** Work task **
Only the count is needed. Count the lines below with the word "every" in them.

** Records for processing **
*** Block opens ***

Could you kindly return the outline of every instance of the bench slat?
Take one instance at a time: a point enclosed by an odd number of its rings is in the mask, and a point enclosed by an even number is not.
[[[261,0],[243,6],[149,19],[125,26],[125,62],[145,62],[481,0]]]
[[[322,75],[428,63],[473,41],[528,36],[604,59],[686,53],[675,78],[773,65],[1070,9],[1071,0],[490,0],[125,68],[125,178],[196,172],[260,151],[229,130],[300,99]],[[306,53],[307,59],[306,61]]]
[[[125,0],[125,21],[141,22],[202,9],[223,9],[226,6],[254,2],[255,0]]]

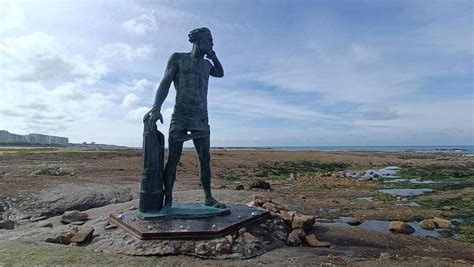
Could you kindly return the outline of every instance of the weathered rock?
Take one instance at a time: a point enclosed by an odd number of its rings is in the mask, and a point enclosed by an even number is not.
[[[244,185],[241,185],[241,184],[237,185],[237,186],[234,188],[234,190],[238,190],[238,191],[241,191],[241,190],[244,190],[244,189],[245,189]]]
[[[291,247],[299,246],[301,243],[301,238],[294,232],[291,232],[286,239],[286,244]]]
[[[357,225],[361,225],[363,222],[365,221],[364,218],[352,218],[350,219],[347,224],[350,225],[350,226],[357,226]]]
[[[402,221],[393,221],[390,222],[388,229],[391,232],[411,235],[415,232],[415,229],[411,227],[408,223]]]
[[[232,243],[234,243],[234,238],[233,238],[231,235],[226,235],[226,236],[224,237],[224,239],[225,239],[225,242],[226,242],[227,244],[232,244]]]
[[[272,199],[262,195],[252,195],[252,200],[255,204],[262,206],[266,202],[272,202]]]
[[[59,244],[59,235],[56,237],[48,237],[46,238],[45,242]]]
[[[30,221],[31,222],[38,222],[38,221],[42,221],[42,220],[46,220],[46,219],[48,219],[48,216],[39,216],[39,217],[31,217]]]
[[[296,228],[296,229],[293,229],[293,231],[291,231],[290,235],[291,234],[294,234],[294,235],[297,235],[298,237],[300,238],[303,238],[306,236],[306,232],[304,231],[303,228]]]
[[[82,227],[71,238],[71,242],[81,244],[81,243],[90,241],[90,240],[92,240],[93,234],[94,234],[94,227],[92,227],[92,226]]]
[[[58,240],[59,240],[59,244],[63,244],[63,245],[69,245],[71,244],[71,238],[76,234],[76,230],[73,230],[73,229],[68,229],[66,231],[62,231],[60,234],[59,234],[59,237],[58,237]]]
[[[280,218],[288,224],[288,226],[291,226],[291,223],[293,222],[293,217],[295,216],[294,213],[285,211],[285,210],[280,210]]]
[[[71,222],[71,225],[83,225],[85,224],[85,221],[77,221],[77,222]]]
[[[425,219],[420,222],[420,227],[423,229],[433,230],[436,228],[436,223],[433,219]]]
[[[36,227],[38,228],[53,227],[53,223],[51,223],[50,221],[40,221],[38,224],[36,224]]]
[[[288,238],[288,234],[283,231],[276,231],[276,232],[273,232],[273,237],[275,237],[278,240],[286,242]]]
[[[217,244],[216,251],[222,254],[230,253],[232,251],[232,245],[228,243]]]
[[[136,209],[137,209],[137,207],[135,207],[135,206],[131,206],[130,208],[128,208],[128,210],[136,210]]]
[[[115,225],[115,224],[109,224],[109,225],[104,226],[105,230],[112,230],[112,229],[116,229],[116,228],[117,228],[117,225]]]
[[[66,211],[61,217],[61,222],[64,224],[69,224],[72,222],[87,221],[89,216],[85,212],[79,212],[77,210]]]
[[[243,233],[243,235],[241,235],[242,237],[242,240],[245,242],[245,243],[252,243],[252,242],[258,242],[259,239],[255,236],[253,236],[252,234],[248,233],[248,232],[245,232]]]
[[[315,221],[316,218],[314,216],[298,214],[293,217],[291,228],[303,228],[308,230],[311,229]]]
[[[15,222],[11,220],[0,221],[0,229],[13,230],[15,228]]]
[[[250,185],[250,188],[270,190],[271,186],[268,182],[266,182],[264,180],[257,180],[256,182],[254,182]]]
[[[450,229],[451,228],[451,221],[450,220],[446,220],[446,219],[439,218],[439,217],[434,217],[433,221],[436,224],[437,228],[441,228],[441,229]]]
[[[330,247],[331,243],[326,242],[326,241],[319,241],[316,238],[316,235],[314,234],[309,234],[304,237],[306,240],[306,243],[308,243],[308,246],[310,247]]]

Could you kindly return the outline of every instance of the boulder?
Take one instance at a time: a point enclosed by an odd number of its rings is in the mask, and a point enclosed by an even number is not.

*** Block closes ***

** Task result **
3